Exercise 1 -> Revise the passage about the Eights and Twinset, starting at "So we have two" and ending at "still be aliens.", with "diametrically" replaced by "completely".
Exercise 2 -> Carry on the passage about the Eights and Twinset from the point at which it stops.

But this is weirdness on such a fundamental level that it's hard, if not impossible, to do so. Try listening to Japanese music after a day full of Top Forty. Adjust your brain. Not impossible. I still don't get most anime I have seen, but I am stuck in my personal place: I don't know if it's because I'm American, gay, or socially adaptive. It could literally be any of those, and no matter what I choose, I'm cutting off a foot or a hand in order to not understand. But is it because I hold individuality so high and the East is robots bowing to each other, or because boobs are boring and straight people are robots, or because I actually prefer to have sex with other people and don't get the mediating factor of giant robot suits or alien tentacles? Nobody will ever know.

So we have two discussions here, and they are diametrically opposed. Either Eights have a right to drink of the stream that feeds the ocean that feeds the stream, or they don't. Or we have tainted their society such that they don't have that right anymore: the rate at which Twelve or Seven or Nine inches toward Infinity is the rate at which that sharing stops being okay. Or it's okay most of the time -- unless it's Sixes or Eights with human allegiances -- but the rest of the model is okay to share with. Or you can only dip into your own model -- with or without those exceptions -- but the other ones are now off-limits... These are new questions that have nothing to do with immortality. They'll still be aliens.

The stream Twinset's drinking from, that was Athena's last download: her husband had just shot and killed her, to save their child, after being lied to by every single human, and still holding on with both fists and everything she had. She is a Hub. Twinset opened that box like Pandora, and the person she is, is only trust and only love. "I will get home, I will protect my child, our child, I will earn my allegiance." But Twinset's shame here is one indication of where we're at; on the other hand, it didn't stop her. These are new rules and new ceremonies, under an uncertain sun.

Twinset tries: "They're mine now too. They're as real as my own. I know this must feel like a violation of trust or something, but I..." He looks away. No matter how nice she tries to be, no matter how much she tries to cross that cultural salt, it's impossible. You try to explain the automatic and it slips through your hands, like telling a dream. "I don't want it to be strange, okay?" She reaches out; he doesn't take her hand. Eights need touch, they know what it means. He doesn't take her hand, but he tells her it's fine, and he bounces. And she knows she fucked it up, but she doesn't know how bad.

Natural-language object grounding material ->
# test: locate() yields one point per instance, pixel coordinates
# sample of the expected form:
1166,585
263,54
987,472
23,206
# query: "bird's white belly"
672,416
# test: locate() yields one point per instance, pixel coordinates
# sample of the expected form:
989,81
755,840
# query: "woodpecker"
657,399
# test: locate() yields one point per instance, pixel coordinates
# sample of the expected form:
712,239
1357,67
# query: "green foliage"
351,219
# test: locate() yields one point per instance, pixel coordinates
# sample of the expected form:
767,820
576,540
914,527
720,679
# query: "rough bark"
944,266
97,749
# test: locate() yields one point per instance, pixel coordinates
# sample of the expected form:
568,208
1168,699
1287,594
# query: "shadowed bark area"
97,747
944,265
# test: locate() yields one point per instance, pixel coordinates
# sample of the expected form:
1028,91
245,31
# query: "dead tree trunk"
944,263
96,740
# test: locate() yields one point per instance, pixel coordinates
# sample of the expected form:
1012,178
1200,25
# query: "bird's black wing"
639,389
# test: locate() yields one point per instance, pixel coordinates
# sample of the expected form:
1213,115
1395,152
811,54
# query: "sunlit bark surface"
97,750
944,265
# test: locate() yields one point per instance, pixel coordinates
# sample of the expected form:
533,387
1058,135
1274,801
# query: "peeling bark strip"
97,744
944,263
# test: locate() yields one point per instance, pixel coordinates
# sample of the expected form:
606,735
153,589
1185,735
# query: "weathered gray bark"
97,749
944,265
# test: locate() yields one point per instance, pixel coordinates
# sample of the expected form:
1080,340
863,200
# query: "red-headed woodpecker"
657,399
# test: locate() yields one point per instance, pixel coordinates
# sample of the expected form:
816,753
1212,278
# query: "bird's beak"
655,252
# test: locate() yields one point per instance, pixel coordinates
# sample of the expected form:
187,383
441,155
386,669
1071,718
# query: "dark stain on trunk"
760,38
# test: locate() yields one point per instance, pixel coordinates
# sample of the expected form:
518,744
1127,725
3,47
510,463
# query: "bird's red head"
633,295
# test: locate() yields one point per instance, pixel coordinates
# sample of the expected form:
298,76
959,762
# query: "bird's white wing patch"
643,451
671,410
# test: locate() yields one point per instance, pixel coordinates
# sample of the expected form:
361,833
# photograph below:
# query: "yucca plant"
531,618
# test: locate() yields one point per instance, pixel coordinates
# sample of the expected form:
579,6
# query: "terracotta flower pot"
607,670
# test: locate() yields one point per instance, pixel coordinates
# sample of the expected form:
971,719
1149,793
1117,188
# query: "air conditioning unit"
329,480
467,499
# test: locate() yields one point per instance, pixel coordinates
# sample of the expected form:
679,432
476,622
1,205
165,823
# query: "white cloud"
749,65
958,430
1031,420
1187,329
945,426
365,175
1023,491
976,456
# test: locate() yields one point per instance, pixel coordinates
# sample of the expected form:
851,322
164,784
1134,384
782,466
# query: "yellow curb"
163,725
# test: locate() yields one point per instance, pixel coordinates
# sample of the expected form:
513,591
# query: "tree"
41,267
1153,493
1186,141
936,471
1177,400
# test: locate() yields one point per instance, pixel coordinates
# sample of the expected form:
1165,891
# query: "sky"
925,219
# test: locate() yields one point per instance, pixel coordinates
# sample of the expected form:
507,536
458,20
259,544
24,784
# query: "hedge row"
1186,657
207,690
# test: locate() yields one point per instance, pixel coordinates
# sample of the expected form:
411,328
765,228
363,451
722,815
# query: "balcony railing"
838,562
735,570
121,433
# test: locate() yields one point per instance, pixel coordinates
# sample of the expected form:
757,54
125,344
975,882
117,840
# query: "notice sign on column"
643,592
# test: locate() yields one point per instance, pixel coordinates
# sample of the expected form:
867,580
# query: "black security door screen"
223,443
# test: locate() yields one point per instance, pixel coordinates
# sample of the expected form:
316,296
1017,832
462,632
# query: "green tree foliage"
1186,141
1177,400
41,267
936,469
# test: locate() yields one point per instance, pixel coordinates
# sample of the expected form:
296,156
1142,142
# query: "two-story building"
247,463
==
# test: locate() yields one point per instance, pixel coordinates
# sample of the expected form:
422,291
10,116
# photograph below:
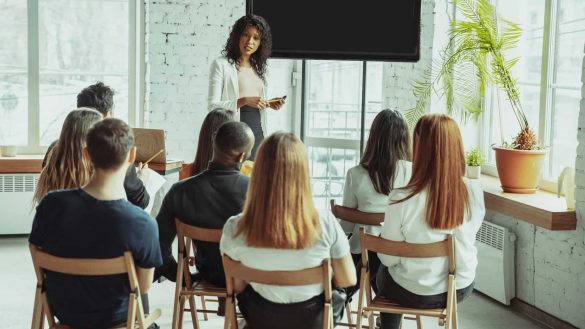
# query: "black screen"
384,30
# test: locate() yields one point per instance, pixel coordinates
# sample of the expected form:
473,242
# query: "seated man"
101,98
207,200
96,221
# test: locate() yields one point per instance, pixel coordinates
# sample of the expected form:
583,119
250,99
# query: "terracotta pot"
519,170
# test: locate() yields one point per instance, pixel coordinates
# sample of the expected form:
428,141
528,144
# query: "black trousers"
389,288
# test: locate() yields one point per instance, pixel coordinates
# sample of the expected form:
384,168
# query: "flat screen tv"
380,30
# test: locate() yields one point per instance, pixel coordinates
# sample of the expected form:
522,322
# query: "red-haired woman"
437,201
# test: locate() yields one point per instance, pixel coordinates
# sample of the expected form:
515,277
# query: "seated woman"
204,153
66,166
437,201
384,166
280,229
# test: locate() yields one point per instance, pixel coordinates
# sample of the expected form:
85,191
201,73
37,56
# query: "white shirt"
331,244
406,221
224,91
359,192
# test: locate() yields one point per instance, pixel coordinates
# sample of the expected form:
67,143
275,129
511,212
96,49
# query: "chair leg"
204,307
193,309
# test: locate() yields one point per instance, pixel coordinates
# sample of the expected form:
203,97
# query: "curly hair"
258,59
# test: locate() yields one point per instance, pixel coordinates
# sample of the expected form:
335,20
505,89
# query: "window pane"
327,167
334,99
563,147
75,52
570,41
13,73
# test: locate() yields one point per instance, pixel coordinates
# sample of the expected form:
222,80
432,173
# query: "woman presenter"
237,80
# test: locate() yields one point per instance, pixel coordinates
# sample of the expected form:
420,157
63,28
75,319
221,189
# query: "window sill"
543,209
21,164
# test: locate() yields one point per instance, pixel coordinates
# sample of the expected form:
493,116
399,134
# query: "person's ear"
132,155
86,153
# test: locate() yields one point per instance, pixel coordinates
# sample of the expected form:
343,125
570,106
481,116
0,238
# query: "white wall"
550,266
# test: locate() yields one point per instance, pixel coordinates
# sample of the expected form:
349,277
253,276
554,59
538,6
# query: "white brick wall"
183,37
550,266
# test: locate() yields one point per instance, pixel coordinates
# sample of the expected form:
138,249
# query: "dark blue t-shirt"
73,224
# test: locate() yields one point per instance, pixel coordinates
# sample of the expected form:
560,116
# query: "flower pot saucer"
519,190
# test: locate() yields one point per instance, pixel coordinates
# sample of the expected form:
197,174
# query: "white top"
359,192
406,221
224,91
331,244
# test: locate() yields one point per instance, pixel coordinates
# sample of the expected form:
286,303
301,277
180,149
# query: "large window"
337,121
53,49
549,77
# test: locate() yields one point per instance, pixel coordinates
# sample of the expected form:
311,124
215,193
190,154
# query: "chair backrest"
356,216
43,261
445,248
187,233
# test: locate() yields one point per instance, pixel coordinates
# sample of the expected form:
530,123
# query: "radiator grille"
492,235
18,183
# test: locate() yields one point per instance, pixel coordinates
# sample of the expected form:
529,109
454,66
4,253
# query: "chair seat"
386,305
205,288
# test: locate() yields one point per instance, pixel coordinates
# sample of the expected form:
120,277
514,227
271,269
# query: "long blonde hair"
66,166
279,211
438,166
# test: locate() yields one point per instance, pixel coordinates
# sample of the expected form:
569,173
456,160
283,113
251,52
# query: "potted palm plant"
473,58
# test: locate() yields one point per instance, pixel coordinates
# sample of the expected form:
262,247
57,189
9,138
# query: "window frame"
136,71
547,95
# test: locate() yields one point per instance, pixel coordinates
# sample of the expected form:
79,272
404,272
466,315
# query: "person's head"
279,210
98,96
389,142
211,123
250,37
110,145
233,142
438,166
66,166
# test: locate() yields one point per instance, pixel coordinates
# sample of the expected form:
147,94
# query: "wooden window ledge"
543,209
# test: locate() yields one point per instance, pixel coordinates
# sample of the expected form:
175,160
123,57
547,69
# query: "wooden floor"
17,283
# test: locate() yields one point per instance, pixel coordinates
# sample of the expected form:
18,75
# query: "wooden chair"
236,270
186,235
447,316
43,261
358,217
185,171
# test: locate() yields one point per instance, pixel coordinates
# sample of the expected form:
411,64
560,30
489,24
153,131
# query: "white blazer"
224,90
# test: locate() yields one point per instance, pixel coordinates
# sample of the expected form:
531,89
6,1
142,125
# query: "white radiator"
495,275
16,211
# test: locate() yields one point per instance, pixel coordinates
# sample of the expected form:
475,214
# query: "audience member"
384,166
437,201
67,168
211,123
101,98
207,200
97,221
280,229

Task result 1 ->
So we have two discussions here, and they are completely opposed. Either Eights have a right to drink of the stream that feeds the ocean that feeds the stream, or they don't. Or we have tainted their society such that they don't have that right anymore: the rate at which Twelve or Seven or Nine inches toward Infinity is the rate at which that sharing stops being okay. Or it's okay most of the time -- unless it's Sixes or Eights with human allegiances -- but the rest of the model is okay to share with. Or you can only dip into your own model -- with or without those exceptions -- but the other ones are now off-limits... These are new questions that have nothing to do with immortality. They'll still be aliens.

Task result 2 ->
It's not that she broke a show rule; it's not that she infected herself with love. This isn't a love story. It's that they're expected to be human. The Cylon are meant to earn -- to be worthy of -- survival. We must fight for our own deaths, clamp down on our strangeness, stop sharing with our sisters, layer t-shirts over bras, sweaters on top; we must cover up our shame. Filters. Control. We must stop sharing, stop being more than one place at one time, stop being more than one person at a time, stop loving and stretching out; start fearing, and drawing in. The place we are in must stop being more than one place, too: no more projection. We must be only one person at one time, with no sisters and no promises: nothing but the ground beneath our feet, and the salt around them. The scariest thing in the world. And then they will accept us. We will be human -- we will be okay -- once we stop doing that which makes us most beautiful. Because nobody told us something better.

Laura sits in Pike's Raptor, with Searider Falcon in her lap. The last vestige of him. She can't live without him, and she's dozing. Helo wakes her softly, and she puts on her glasses, tossing the book onto the panel. It's the last time she'll see that book; things will stop moving in anything but a blur. She drops him carelessly onto a panel so she can whisper hate and deception, and she will lose him. He'll find the book, on the other side of anything, and he will wait. But this is where she lets it go. He was the dove and she was the hawk; she puts their cabin aside. This is not a love story.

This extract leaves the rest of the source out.